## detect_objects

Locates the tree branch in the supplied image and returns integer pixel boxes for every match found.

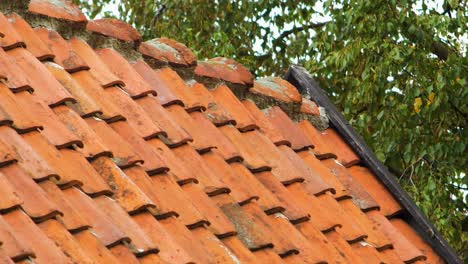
[273,22,328,46]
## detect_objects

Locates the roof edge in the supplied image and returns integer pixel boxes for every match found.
[284,65,462,263]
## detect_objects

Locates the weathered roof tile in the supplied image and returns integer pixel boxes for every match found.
[0,8,441,264]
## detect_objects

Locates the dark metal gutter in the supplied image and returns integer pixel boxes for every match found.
[284,65,462,264]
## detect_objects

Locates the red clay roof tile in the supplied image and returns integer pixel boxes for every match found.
[253,248,284,264]
[68,37,125,88]
[105,86,166,140]
[72,71,125,122]
[390,218,444,263]
[348,166,403,216]
[6,12,55,61]
[0,8,440,263]
[121,166,177,218]
[285,183,341,232]
[63,187,130,247]
[229,162,285,214]
[265,106,313,151]
[249,77,302,103]
[73,230,119,264]
[0,126,57,180]
[132,213,193,263]
[164,102,213,153]
[0,173,23,213]
[269,213,329,263]
[192,228,238,264]
[96,48,156,98]
[325,231,367,264]
[110,121,168,175]
[278,146,335,195]
[173,145,228,195]
[54,106,112,159]
[154,68,206,112]
[351,241,382,263]
[379,248,404,264]
[322,159,380,212]
[187,83,236,126]
[3,210,72,263]
[136,95,193,148]
[44,63,102,117]
[340,199,392,250]
[39,180,91,233]
[1,164,63,222]
[34,27,89,73]
[138,38,197,67]
[38,219,93,264]
[207,85,258,132]
[242,100,291,146]
[94,196,159,256]
[109,244,139,264]
[220,125,272,172]
[160,217,212,263]
[28,0,86,22]
[182,184,236,238]
[317,193,367,243]
[0,83,42,133]
[220,200,273,251]
[298,150,350,199]
[299,98,320,116]
[86,18,141,43]
[202,151,259,204]
[92,157,156,214]
[255,171,310,225]
[0,12,26,50]
[0,49,33,92]
[298,120,336,159]
[151,175,209,228]
[321,128,360,167]
[148,139,198,185]
[60,149,112,196]
[22,131,83,187]
[195,57,253,86]
[366,211,427,263]
[190,112,242,162]
[8,48,76,107]
[16,92,83,149]
[132,60,184,106]
[85,118,143,167]
[222,236,259,263]
[0,214,35,262]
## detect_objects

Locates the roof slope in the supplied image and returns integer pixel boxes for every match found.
[0,0,454,263]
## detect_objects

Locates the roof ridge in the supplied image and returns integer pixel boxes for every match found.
[0,0,328,130]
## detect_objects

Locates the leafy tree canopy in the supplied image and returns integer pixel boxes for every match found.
[74,0,468,259]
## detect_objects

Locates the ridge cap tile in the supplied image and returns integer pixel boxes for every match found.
[28,0,87,23]
[249,76,302,103]
[0,5,441,264]
[194,57,253,86]
[34,27,89,73]
[6,12,55,61]
[86,18,141,45]
[0,12,26,50]
[138,37,197,67]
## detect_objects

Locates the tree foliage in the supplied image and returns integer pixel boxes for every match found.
[75,0,468,258]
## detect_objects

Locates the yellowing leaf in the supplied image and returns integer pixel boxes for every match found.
[427,93,435,106]
[413,97,422,113]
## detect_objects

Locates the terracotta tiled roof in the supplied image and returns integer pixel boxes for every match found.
[0,0,448,263]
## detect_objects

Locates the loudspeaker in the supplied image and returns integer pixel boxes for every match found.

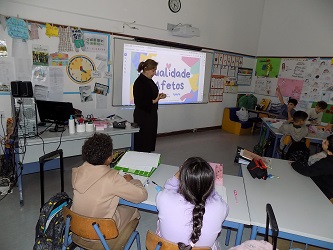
[10,81,20,97]
[10,81,33,97]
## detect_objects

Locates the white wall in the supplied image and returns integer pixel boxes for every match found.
[258,0,333,57]
[0,0,264,133]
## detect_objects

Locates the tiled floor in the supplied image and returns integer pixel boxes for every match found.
[0,129,258,250]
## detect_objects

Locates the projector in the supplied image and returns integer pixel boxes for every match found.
[171,24,200,37]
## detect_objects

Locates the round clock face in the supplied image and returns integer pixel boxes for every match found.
[67,55,96,84]
[168,0,182,13]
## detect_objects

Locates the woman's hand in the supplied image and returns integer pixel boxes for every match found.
[153,93,166,104]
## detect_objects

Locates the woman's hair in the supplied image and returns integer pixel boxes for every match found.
[327,135,333,153]
[82,133,113,165]
[138,59,158,72]
[178,157,215,250]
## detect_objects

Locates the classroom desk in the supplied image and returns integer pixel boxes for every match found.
[120,164,250,245]
[260,117,329,158]
[16,127,139,205]
[247,109,278,118]
[242,159,333,249]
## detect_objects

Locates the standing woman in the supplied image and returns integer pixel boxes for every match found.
[133,59,166,152]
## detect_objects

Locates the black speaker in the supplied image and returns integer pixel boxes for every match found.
[21,82,33,97]
[10,81,33,97]
[10,81,21,97]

(EXERCISE DIRECTIONS) Put every line of the records above into a Markdown table with the columns Row and Line, numbering the rows and skipping blank lines. Leave the pictures out of your answer.

(WRITTEN SOLUTION)
| Row | Line |
|---|---|
| 1 | ## detect_objects |
| 2 | Locates the tree branch in the supplied image and returns integer pixel boxes for every match found. |
| 3 | [273,22,328,46] |
| 4 | ## detect_objects |
| 5 | Locates the roof edge in the supplied image and returns integer pixel boxes for every match found. |
| 6 | [284,65,462,263] |
| 7 | ## detect_objects |
| 8 | Locates the weathered roof tile in the supplied image and returns integer pixel boxes for every match found. |
| 9 | [0,8,441,264] |
| 10 | ## detect_objects |
| 11 | Locates the dark metal gutter in the supplied image and returns integer pixel boxes for every match found. |
| 12 | [284,65,462,264] |
| 13 | ## detect_objects |
| 14 | Locates the red clay roof tile in the supplied image and returns integer pixel boxes for every match found. |
| 15 | [253,248,284,264] |
| 16 | [68,37,125,88] |
| 17 | [105,86,166,140] |
| 18 | [72,71,125,122] |
| 19 | [390,218,444,263] |
| 20 | [348,166,403,216] |
| 21 | [6,12,55,61] |
| 22 | [0,8,440,263] |
| 23 | [121,166,177,218] |
| 24 | [285,183,341,232] |
| 25 | [63,187,130,247] |
| 26 | [229,162,285,214] |
| 27 | [265,106,313,151] |
| 28 | [249,77,302,103] |
| 29 | [73,230,119,264] |
| 30 | [0,126,57,180] |
| 31 | [132,213,193,263] |
| 32 | [164,102,213,153] |
| 33 | [0,173,23,213] |
| 34 | [269,213,329,263] |
| 35 | [192,228,238,264] |
| 36 | [96,48,156,98] |
| 37 | [325,231,367,264] |
| 38 | [110,121,168,175] |
| 39 | [278,146,335,195] |
| 40 | [173,145,228,195] |
| 41 | [54,106,112,159] |
| 42 | [154,68,206,112] |
| 43 | [351,241,382,263] |
| 44 | [379,248,404,264] |
| 45 | [322,159,380,212] |
| 46 | [187,83,236,126] |
| 47 | [3,210,72,263] |
| 48 | [136,95,193,148] |
| 49 | [44,63,102,117] |
| 50 | [340,199,392,250] |
| 51 | [39,180,91,233] |
| 52 | [1,164,63,222] |
| 53 | [34,27,89,73] |
| 54 | [138,38,197,67] |
| 55 | [38,219,93,264] |
| 56 | [207,85,258,132] |
| 57 | [242,100,291,146] |
| 58 | [94,196,159,256] |
| 59 | [109,244,139,264] |
| 60 | [220,125,272,172] |
| 61 | [160,217,212,263] |
| 62 | [28,0,86,22] |
| 63 | [182,184,236,238] |
| 64 | [317,193,367,243] |
| 65 | [0,83,42,133] |
| 66 | [220,200,273,251] |
| 67 | [298,150,350,199] |
| 68 | [299,98,320,116] |
| 69 | [86,18,141,43] |
| 70 | [202,151,259,204] |
| 71 | [92,157,156,214] |
| 72 | [255,171,310,225] |
| 73 | [0,12,26,50] |
| 74 | [0,49,33,92] |
| 75 | [298,120,336,159] |
| 76 | [151,175,209,228] |
| 77 | [321,128,360,167] |
| 78 | [148,139,198,185] |
| 79 | [60,149,112,196] |
| 80 | [22,131,83,187] |
| 81 | [195,57,253,86] |
| 82 | [366,211,427,263] |
| 83 | [190,112,242,162] |
| 84 | [8,48,76,107] |
| 85 | [16,92,83,149] |
| 86 | [132,60,184,106] |
| 87 | [85,118,143,167] |
| 88 | [222,236,259,263] |
| 89 | [0,214,35,262] |
| 90 | ## detect_objects |
| 91 | Locates the roof slope in the supplied image and returns integer pixel boxes for every match found. |
| 92 | [0,0,454,263] |
| 93 | ## detect_objects |
| 94 | Locates the roof ridge in the supplied image and returns integer pixel boxes for every match found. |
| 95 | [0,0,328,130] |
| 96 | ## detect_objects |
| 97 | Locates the leafy tree canopy in the supplied image and returns integer pixel boxes for every match found. |
| 98 | [74,0,468,259] |
| 99 | ## detect_objects |
| 100 | Locates the ridge cap tile in the supplied image and returns integer pixel boxes for every match found. |
| 101 | [28,0,87,23] |
| 102 | [249,76,302,103] |
| 103 | [0,5,441,264] |
| 104 | [194,57,253,86] |
| 105 | [34,27,89,73] |
| 106 | [6,12,55,61] |
| 107 | [86,18,141,45] |
| 108 | [0,12,26,50] |
| 109 | [138,37,197,67] |
| 110 | ## detect_objects |
| 111 | Locates the tree foliage in the supplied image and returns integer pixel boxes for every match found. |
| 112 | [75,0,468,258] |
| 113 | ## detect_objects |
| 114 | Locates the yellowing leaf in the supplied image and returns integer pixel boxes for every match found. |
| 115 | [427,93,435,106] |
| 116 | [413,97,422,113] |
| 117 | ## detect_objects |
| 118 | Locates the terracotta tiled roof in the supplied image and returns integer pixel boxes for every match found. |
| 119 | [0,0,448,263] |
| 120 | ## detect_objects |
| 121 | Locates the loudspeaker in the supplied image and returns integer pixel boxes for every match found. |
| 122 | [10,81,20,97] |
| 123 | [10,81,33,97] |
| 124 | ## detect_objects |
| 125 | Locates the white wall in the supplied image and returns integer pixel boxes for every match found. |
| 126 | [258,0,333,57] |
| 127 | [0,0,264,133] |
| 128 | ## detect_objects |
| 129 | Locates the tiled floor in the supplied image and returns integer pixel boxes for every match found. |
| 130 | [0,129,258,250] |
| 131 | ## detect_objects |
| 132 | Locates the projector in the supplied image and returns integer pixel boxes for every match found. |
| 133 | [171,24,200,37] |
| 134 | ## detect_objects |
| 135 | Locates the round clock face in the supplied image and returns integer pixel boxes for every match found. |
| 136 | [67,55,96,84] |
| 137 | [168,0,182,13] |
| 138 | ## detect_objects |
| 139 | Locates the woman's hand in the supplied image and returns integer pixel boxes for every match found. |
| 140 | [153,93,166,104] |
| 141 | ## detect_objects |
| 142 | Locates the woman's hair in the supplied image and returns integer pixel boxes for every match found. |
| 143 | [327,135,333,153] |
| 144 | [82,133,113,165] |
| 145 | [138,59,158,72] |
| 146 | [178,157,215,250] |
| 147 | ## detect_objects |
| 148 | Locates the classroom desk in the supplied image and returns integer pixel boxes for every match found. |
| 149 | [120,164,250,245] |
| 150 | [260,117,329,158] |
| 151 | [16,127,139,205] |
| 152 | [247,109,278,118] |
| 153 | [242,159,333,249] |
| 154 | ## detect_objects |
| 155 | Locates the standing woman in the supplied image and returns integer pixel boxes for every match found. |
| 156 | [133,59,166,152] |
| 157 | ## detect_objects |
| 158 | Locates the black speaker in the supplied image and returns integer pixel boxes for every match found. |
| 159 | [21,82,33,97] |
| 160 | [10,81,33,97] |
| 161 | [10,81,21,97] |